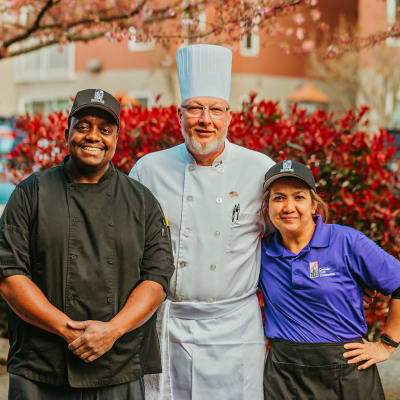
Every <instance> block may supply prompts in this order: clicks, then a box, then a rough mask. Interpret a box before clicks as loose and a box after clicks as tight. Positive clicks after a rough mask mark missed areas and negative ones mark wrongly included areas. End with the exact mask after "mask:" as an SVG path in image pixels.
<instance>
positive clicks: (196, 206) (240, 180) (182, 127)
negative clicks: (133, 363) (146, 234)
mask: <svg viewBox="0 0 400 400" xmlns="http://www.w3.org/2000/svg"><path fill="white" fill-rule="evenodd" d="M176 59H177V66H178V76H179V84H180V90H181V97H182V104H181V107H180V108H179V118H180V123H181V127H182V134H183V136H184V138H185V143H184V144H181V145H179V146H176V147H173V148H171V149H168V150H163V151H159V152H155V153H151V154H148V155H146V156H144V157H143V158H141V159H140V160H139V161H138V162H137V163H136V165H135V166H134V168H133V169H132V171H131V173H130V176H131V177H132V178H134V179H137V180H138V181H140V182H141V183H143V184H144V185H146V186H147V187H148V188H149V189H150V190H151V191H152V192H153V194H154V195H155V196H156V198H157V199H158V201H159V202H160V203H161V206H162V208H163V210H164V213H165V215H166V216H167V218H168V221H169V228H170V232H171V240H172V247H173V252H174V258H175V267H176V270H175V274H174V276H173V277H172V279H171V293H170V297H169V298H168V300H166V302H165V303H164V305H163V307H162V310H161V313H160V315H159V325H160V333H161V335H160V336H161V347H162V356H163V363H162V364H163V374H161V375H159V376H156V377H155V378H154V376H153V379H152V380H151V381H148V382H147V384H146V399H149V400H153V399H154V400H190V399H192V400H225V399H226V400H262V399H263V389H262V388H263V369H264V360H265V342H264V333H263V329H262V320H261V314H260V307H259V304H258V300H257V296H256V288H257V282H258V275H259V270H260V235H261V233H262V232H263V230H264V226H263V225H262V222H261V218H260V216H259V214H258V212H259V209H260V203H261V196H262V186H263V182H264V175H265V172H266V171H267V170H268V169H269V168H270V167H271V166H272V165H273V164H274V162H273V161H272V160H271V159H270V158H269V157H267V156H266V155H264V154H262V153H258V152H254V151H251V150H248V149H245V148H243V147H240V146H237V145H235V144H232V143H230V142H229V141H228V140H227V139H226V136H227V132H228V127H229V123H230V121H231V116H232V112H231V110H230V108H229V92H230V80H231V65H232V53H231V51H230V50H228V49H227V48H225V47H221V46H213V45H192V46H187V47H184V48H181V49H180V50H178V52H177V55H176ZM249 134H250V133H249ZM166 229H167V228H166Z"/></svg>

## EXERCISE INSTRUCTIONS
Excluding the pictures, restate the records above word for word.

## RESULT FOR THIS TASK
Every <instance> block may supply prompts in this order: clicks, then a box, then a rough mask. Interpret a box before clicks as loose and a box after clicks as tight. Positive clicks after a rough mask mark missed areas and negative ones mark wrongly included areas. End with the exact mask after "mask:" as an SVG path in image pixels.
<instance>
positive clicks: (196, 206) (240, 180) (182, 127)
negative clicks: (133, 363) (146, 234)
mask: <svg viewBox="0 0 400 400" xmlns="http://www.w3.org/2000/svg"><path fill="white" fill-rule="evenodd" d="M176 59H177V66H178V76H179V84H180V90H181V97H182V104H181V107H180V108H179V118H180V123H181V127H182V134H183V136H184V138H185V143H184V144H181V145H179V146H176V147H173V148H171V149H168V150H163V151H159V152H155V153H151V154H148V155H146V156H144V157H143V158H141V159H140V160H139V161H138V162H137V163H136V165H135V166H134V168H133V169H132V171H131V173H130V176H131V177H132V178H134V179H137V180H138V181H140V182H141V183H143V184H144V185H146V186H147V187H148V188H149V189H150V190H151V191H152V192H153V194H154V195H155V196H156V198H157V199H158V201H159V202H160V203H161V206H162V208H163V210H164V213H165V215H166V216H167V218H168V221H169V228H170V232H171V240H172V247H173V252H174V258H175V267H176V270H175V274H174V276H173V277H172V279H171V293H170V297H169V298H168V300H166V302H165V303H164V305H163V307H162V310H161V313H160V315H159V325H160V333H161V335H160V336H161V347H162V356H163V363H162V364H163V374H161V375H159V376H156V377H155V378H154V376H153V379H152V380H151V381H148V382H147V384H146V399H149V400H153V399H154V400H190V399H192V400H225V399H226V400H262V399H263V389H262V388H263V369H264V360H265V342H264V333H263V329H262V320H261V314H260V307H259V304H258V300H257V296H256V288H257V282H258V275H259V270H260V235H261V233H262V232H263V230H264V226H263V225H262V222H261V218H260V216H259V214H258V212H259V209H260V203H261V196H262V186H263V182H264V175H265V172H266V171H267V170H268V169H269V168H270V167H271V166H272V165H273V164H274V162H273V161H272V160H271V159H270V158H269V157H267V156H266V155H264V154H262V153H258V152H254V151H251V150H248V149H245V148H243V147H240V146H237V145H235V144H232V143H230V142H229V141H228V140H227V139H226V136H227V132H228V127H229V123H230V121H231V116H232V112H231V110H230V108H229V92H230V80H231V65H232V53H231V51H230V50H228V49H227V48H225V47H221V46H213V45H192V46H187V47H184V48H181V49H180V50H178V52H177V55H176ZM249 134H250V133H249ZM166 229H167V228H166Z"/></svg>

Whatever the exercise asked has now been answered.